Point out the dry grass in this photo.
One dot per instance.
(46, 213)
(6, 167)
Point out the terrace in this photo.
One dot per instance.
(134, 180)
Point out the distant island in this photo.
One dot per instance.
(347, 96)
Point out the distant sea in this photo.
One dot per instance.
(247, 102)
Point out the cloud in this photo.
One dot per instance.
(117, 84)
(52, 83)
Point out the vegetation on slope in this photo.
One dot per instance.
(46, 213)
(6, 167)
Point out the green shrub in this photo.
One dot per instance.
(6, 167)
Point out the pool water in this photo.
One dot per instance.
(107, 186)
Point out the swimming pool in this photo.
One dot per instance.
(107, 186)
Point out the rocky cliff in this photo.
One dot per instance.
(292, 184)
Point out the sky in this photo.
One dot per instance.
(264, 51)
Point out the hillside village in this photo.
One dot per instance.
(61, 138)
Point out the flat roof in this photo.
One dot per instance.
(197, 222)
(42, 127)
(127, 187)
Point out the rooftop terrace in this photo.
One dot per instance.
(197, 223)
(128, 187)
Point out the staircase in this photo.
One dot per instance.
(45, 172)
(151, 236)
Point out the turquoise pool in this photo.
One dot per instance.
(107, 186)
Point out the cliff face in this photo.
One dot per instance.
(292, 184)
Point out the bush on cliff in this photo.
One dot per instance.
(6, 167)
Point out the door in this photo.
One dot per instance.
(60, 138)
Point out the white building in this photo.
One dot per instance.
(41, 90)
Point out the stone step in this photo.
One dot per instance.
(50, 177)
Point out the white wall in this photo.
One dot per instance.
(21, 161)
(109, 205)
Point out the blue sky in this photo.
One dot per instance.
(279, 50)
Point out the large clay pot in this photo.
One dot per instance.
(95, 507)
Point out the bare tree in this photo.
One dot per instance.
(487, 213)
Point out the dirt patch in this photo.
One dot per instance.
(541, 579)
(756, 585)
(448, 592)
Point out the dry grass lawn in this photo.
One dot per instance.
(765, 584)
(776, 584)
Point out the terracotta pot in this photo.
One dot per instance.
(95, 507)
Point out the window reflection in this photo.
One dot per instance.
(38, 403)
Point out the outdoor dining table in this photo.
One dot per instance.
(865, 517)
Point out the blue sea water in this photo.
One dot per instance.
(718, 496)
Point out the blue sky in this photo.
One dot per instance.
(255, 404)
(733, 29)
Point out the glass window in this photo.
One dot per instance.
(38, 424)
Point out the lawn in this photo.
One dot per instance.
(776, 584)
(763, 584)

Requirement:
Take the part of the records that opens with the line containing "Point out the hillside village in this photo." and closes at the end of the records, and write only that part out again with "terracotta" swapped for "ceramic". Leave everything else unchanged.

Correct answer:
Point out the hillside village in this photo.
One dot per instance.
(61, 138)
Point out the flat roof in this photo.
One dot per instance.
(197, 222)
(42, 127)
(127, 187)
Point out the rooftop terrace in this photo.
One dot per instance.
(197, 223)
(128, 187)
Point out the staircase in this photo.
One dot per instance.
(45, 172)
(151, 236)
Point out the turquoise pool in this photo.
One dot per instance.
(107, 186)
Point out the cliff face in this photo.
One dot per instance.
(292, 184)
Point out the bush on cliff in this photo.
One dot per instance.
(6, 167)
Point out the door in this photo.
One dot per instance.
(60, 138)
Point out the white building in this photo.
One dot per instance.
(41, 90)
Point out the stone step in this photo.
One dot per instance.
(50, 177)
Point out the white wall in this photo.
One dot per instance.
(21, 161)
(109, 205)
Point out the blue sky in this photo.
One dot per instance.
(279, 50)
Point out the large clay pot in this photo.
One dot per instance.
(95, 507)
Point out the bare tree in this photo.
One dot per instance.
(487, 213)
Point out the dirt patch in this photo.
One dot per instance.
(541, 579)
(756, 585)
(448, 592)
Point out the dry grass lawn in this photo.
One dot per instance.
(765, 584)
(776, 584)
Point out the ceramic pot in this photo.
One dot per instance.
(95, 507)
Point out the window reflection in this photo.
One dot per instance.
(38, 403)
Point out the outdoor dining table in this photo.
One dot per instance.
(865, 517)
Point out the blue sea water in this photo.
One dot per instance.
(718, 496)
Point out the blue sky in this photo.
One dot per instance.
(255, 404)
(733, 29)
Point out the glass window in this photo.
One dot per instance.
(38, 424)
Point out the lawn in this photo.
One dot per instance.
(776, 584)
(763, 584)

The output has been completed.